▶ What to work on:
A) Answer these questions using the transcript about David Brooks:
(i) Which network does the speaker say hires David Brooks as a conservative?
(ii) Who does Brooks appear with on that network?
(iii) How many people supporting Kasich does the speaker say they know?
B) According to the transcript about David Brooks, why has Congress frayed as an institution?
C) In the transcript about David Brooks, turn the passage that begins "This is like the worst thing to say in 2016" and ends "have been ripped away" into a short list of its main points.

▶ Document:
Don't speak English very well.
That's what they, and then David Brooks is the guy that they hire to write columns for them to appeal that group.
David Brooks is the guy PBS hires as a conservative to relate to the conservatives in the audience.
That's not even what they think of conservatives.
Brooks isn't.
When he is on with Mark Shields on PBS, they agree with each other about everything they say.
And Shields is a classical ultra-radical leftist, like they all are today in moderate clothing.
But in fact, it's last night, PBS, Charlie Rose, speaking with David Brooks about politics in America.
And Brooks kicks it off with this.
This is like the worst thing to say in 2016, but I've come to be a believer, and we need to fix the establishment.
I believe in establishments.
We have big problems.
You need big institutions to tackle them.
They have to be run centrally.
And so we need a really good State Department.
We really need a good.
So on the agenda ought to be reforming establishments.
Reforming institutions.
Yeah, our institutions are fraying.
The Congress is the prime example of an institution that has frayed because it's just the norms of behavior, the invisible codes, have been ripped away.
Okay, now imagine anybody that's actually fired up in this election, in this campaign.
I don't care.
You're supporting Cruz, you're supporting Trump.
Well, I don't know anybody supporting Kasich.
Actually, I do.
I know two people supporting Kasich.
Still.
But imagine you're one of those people.
I mean, you're really into this.
Does any of this that you just heard make any sense whatsoever?
Well, it's like the worst thing to say in 216, but I've come to be a believer.
We need to fix the establishment.
I believe in establishments.
Of course he does.
He's a member.
We have a big problem.
We have big institutions that tackle them where they have to run more centrally.
It's a conservative.
He's talking about centralized command and control to fix what's wrong.
And this guy's a conservative.
And today people are blaming me for selling conservatism out.
People are blaming me.

▶ Information provided:
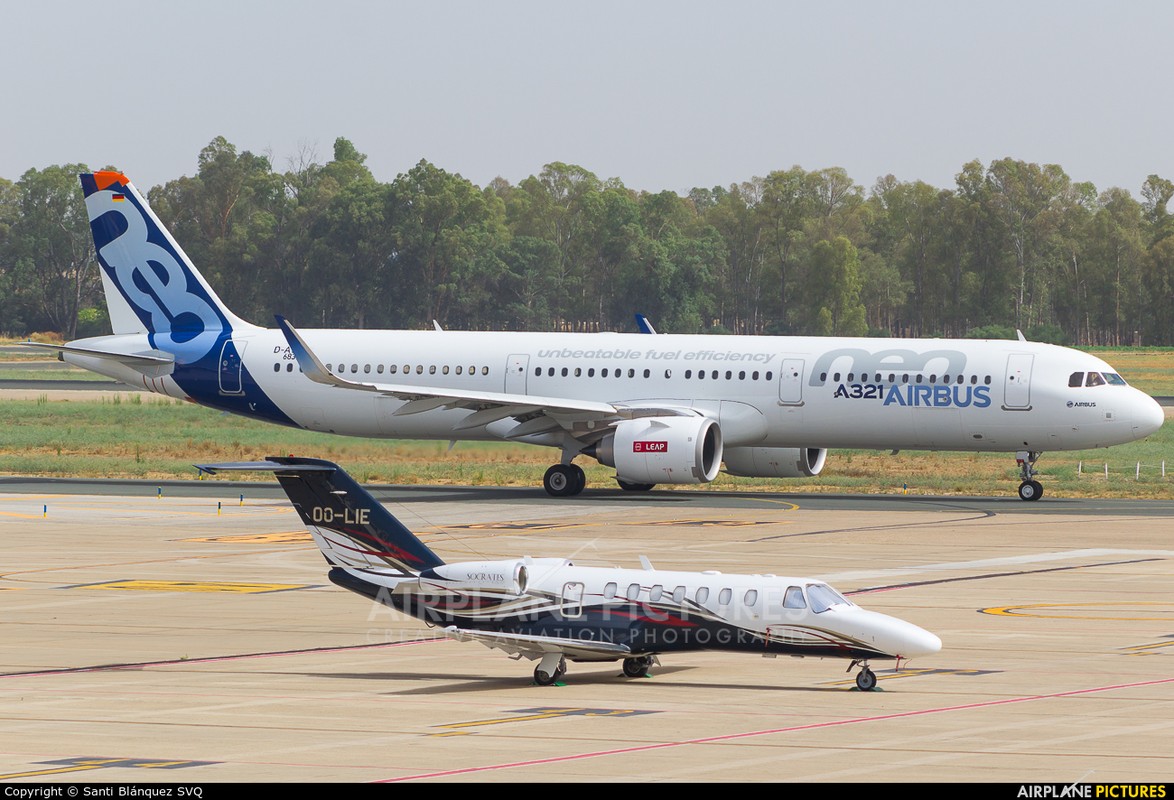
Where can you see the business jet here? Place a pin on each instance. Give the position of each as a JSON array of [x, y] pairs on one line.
[[550, 610], [658, 408]]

▶ Solution list:
A)
(i) PBS
(ii) Mark Shields
(iii) Two

B) Congress has frayed because its norms of behavior, the invisible codes, have been ripped away. The transcript calls it the prime example of a frayed institution.

C)
- Saying so is unpopular in 2016, but the establishment needs to be fixed.
- Establishments are worth believing in.
- Big problems require big institutions, and those institutions have to be run centrally.
- A really good State Department is needed.
- Reforming establishments and institutions should be on the agenda.
- Institutions are fraying. Congress is the prime example because its norms of behavior, the invisible codes, have been ripped away.